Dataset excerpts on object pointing
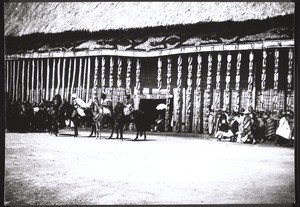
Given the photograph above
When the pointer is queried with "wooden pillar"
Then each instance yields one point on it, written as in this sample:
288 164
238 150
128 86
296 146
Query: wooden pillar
111 80
63 79
42 80
168 100
69 80
289 81
276 76
263 81
128 76
37 81
47 80
227 87
28 82
17 81
103 74
198 93
178 93
137 78
189 95
32 81
159 78
250 80
58 77
84 78
95 79
218 89
74 75
53 78
208 93
119 81
79 92
237 82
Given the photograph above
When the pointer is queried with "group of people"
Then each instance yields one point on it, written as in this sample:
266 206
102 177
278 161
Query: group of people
250 126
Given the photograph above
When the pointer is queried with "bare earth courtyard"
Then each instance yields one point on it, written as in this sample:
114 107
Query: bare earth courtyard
46 170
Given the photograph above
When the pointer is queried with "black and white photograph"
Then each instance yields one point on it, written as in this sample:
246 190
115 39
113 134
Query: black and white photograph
149 103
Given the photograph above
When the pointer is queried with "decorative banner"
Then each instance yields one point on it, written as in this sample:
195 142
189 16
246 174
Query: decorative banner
208 93
137 79
263 80
128 76
189 94
178 92
198 93
237 82
227 87
289 81
276 75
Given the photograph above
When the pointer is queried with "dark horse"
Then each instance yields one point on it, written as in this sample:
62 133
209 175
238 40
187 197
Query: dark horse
92 114
137 117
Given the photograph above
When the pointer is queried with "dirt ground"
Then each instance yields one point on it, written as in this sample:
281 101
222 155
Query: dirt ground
46 170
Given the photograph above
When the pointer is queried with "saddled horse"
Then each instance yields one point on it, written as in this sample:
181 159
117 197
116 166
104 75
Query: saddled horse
136 116
100 114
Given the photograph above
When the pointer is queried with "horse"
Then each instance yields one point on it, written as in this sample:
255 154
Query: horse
136 116
101 114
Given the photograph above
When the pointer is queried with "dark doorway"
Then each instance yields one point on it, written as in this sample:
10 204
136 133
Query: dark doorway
148 106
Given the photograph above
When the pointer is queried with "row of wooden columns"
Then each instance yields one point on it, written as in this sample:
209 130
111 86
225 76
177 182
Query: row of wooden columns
192 91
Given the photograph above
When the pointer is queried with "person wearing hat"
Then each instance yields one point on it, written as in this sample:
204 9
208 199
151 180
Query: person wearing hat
79 104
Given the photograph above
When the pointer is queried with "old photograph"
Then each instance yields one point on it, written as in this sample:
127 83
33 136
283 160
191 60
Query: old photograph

Task to carry out |
Transcribe the whole listing exactly. Pictures stay out of your copy.

Written reply |
Given the photograph above
When the pointer is queried with "wooden pillar"
Then each instance yields one point on it, written as in this sample:
288 164
238 150
128 86
296 146
Query: wooden pillar
111 80
63 79
42 80
168 100
69 80
289 81
276 76
263 81
128 76
37 81
47 80
227 87
28 82
17 81
103 74
198 93
178 93
137 78
189 95
32 81
159 78
250 80
58 77
84 78
95 79
218 89
74 75
53 78
208 93
119 81
79 92
237 82
Given the photograph above
When the pointer is queried with "group of people"
Then each instance yields one point on it, written as in this sample:
266 206
102 177
278 161
Query: group of people
250 126
Given the photograph above
When the pointer is queried with "bare earth courtyard"
Then each instance yields one point on it, written as in this sample:
114 107
Query: bare earth courtyard
46 170
Given the photograph above
When the pointer is queried with "black and white photograph"
Then each instance yields one point on it, written as in this sample:
246 190
115 39
113 134
Query: black and white photograph
149 103
Given the photograph above
When the pointer is queried with "decorative banner"
Then each instance yields one point on it, written as in this sample:
195 142
189 16
246 174
Query: decorative banner
208 93
137 79
263 80
128 76
189 94
178 92
198 93
237 82
227 87
289 81
276 75
Given the photograph above
When the pointer is queried with "dark horse"
Then each instance yields one point on it, written as in this sample:
62 133
209 175
238 40
187 197
Query: dark horse
92 114
137 117
Given the photograph above
When the pointer is queried with "dirt ground"
Then each instance yields one point on it, written as in this sample:
281 101
222 155
Query: dirt ground
46 170
Given the photograph above
When the pointer is queried with "saddled horse"
Then each instance yields one point on it, written as in this sample:
181 159
117 197
116 166
104 75
Query: saddled horse
136 116
100 114
Given the photograph above
When the pointer is queried with "horse"
Then each instance yields one point on it, written as in this sample:
255 154
Query: horse
136 116
101 114
Given the photograph above
When the pointer is queried with "dark doorway"
Then each instance yields one point on it, written as in this sample:
10 204
136 133
Query: dark doorway
148 106
Given the photograph above
When the pointer is queried with "row of wooden columns"
Then each instance yields one point on it, written as in this sample:
209 130
111 86
225 76
177 182
Query: row of wooden columns
192 91
Given the photograph above
When the pointer is queried with "person wearing hat"
Then each instance yields one point on it, written as in this sample:
204 9
208 199
151 180
Query: person wearing hat
79 104
Given the photograph above
When the pointer is queried with "old photograph"
Then each instance yields one point on it, written as in this sample:
127 83
33 136
283 160
191 60
Query: old photograph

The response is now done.